◆ **Dataset excerpts**:
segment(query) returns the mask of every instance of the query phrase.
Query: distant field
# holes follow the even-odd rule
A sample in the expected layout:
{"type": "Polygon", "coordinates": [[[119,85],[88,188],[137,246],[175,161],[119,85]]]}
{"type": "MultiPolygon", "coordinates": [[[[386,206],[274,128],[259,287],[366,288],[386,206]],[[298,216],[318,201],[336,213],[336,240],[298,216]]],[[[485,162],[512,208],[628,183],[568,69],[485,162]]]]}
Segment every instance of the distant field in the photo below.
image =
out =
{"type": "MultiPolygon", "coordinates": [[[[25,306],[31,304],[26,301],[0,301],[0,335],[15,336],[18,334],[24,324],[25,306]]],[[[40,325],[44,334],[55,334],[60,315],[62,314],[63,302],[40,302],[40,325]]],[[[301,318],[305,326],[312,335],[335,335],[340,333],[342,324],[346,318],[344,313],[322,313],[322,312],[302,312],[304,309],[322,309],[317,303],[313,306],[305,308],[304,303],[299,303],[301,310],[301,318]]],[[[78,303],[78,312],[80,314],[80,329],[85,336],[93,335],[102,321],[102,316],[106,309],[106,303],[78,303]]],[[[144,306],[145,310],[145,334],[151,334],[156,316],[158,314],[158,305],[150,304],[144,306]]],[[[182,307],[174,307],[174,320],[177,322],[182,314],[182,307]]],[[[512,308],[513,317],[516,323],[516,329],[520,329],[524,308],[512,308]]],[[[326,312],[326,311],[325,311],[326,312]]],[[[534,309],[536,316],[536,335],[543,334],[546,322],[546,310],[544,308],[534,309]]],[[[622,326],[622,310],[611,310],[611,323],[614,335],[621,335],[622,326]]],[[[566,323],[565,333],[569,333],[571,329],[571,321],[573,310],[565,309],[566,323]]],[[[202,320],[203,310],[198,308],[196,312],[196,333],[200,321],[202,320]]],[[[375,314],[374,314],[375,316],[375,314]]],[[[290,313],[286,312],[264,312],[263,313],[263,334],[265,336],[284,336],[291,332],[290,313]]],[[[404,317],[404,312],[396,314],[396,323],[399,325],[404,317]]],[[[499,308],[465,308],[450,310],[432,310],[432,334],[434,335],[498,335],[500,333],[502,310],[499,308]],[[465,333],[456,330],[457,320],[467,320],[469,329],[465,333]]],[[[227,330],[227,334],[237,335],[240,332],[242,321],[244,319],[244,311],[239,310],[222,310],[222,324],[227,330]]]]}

◆ **What to work on**: Take the records and restate them word for word.

◆ **Result of the exercise**:
segment(query) returns the mask of every instance of the query phrase.
Query: distant field
# holes follow the even-odd rule
A sample in the expected layout:
{"type": "Polygon", "coordinates": [[[119,85],[88,188],[137,246],[175,161],[119,85]]]}
{"type": "MultiPolygon", "coordinates": [[[[386,206],[274,128],[259,287],[366,288],[386,206]],[[298,216],[318,201],[336,213],[336,240],[298,216]]],[[[485,162],[512,208],[628,183],[568,69],[485,162]]]]}
Segment every instance of the distant field in the photo below.
image =
out =
{"type": "MultiPolygon", "coordinates": [[[[25,306],[31,304],[26,301],[0,301],[0,335],[15,336],[18,334],[24,324],[25,306]]],[[[40,325],[44,334],[55,334],[60,315],[62,314],[63,302],[40,302],[40,325]]],[[[301,318],[305,326],[312,335],[335,335],[340,333],[342,324],[346,318],[344,313],[322,313],[322,312],[302,312],[304,309],[322,309],[317,303],[313,306],[305,308],[304,303],[299,303],[301,310],[301,318]]],[[[78,303],[78,312],[80,314],[80,329],[85,336],[93,335],[102,321],[102,316],[106,309],[106,303],[78,303]]],[[[144,306],[145,310],[145,334],[151,334],[156,316],[158,314],[158,305],[150,304],[144,306]]],[[[182,307],[174,307],[174,320],[177,322],[182,314],[182,307]]],[[[512,308],[513,317],[516,323],[516,329],[520,329],[524,308],[512,308]]],[[[326,312],[326,311],[325,311],[326,312]]],[[[534,309],[536,316],[536,335],[543,334],[546,322],[546,310],[544,308],[534,309]]],[[[622,326],[622,310],[611,310],[611,323],[614,335],[621,335],[622,326]]],[[[566,323],[565,333],[569,333],[571,329],[571,321],[573,310],[565,309],[566,323]]],[[[202,320],[203,310],[198,308],[196,312],[196,333],[200,321],[202,320]]],[[[375,314],[374,314],[375,316],[375,314]]],[[[290,313],[286,312],[264,312],[263,313],[263,334],[265,336],[284,336],[291,332],[290,313]]],[[[404,317],[404,312],[396,314],[396,323],[399,325],[404,317]]],[[[499,308],[465,308],[450,310],[432,310],[432,334],[434,335],[498,335],[500,333],[502,310],[499,308]],[[465,333],[456,330],[457,320],[467,320],[469,329],[465,333]]],[[[227,330],[227,334],[237,335],[240,332],[242,321],[244,319],[244,311],[239,310],[222,310],[222,324],[227,330]]]]}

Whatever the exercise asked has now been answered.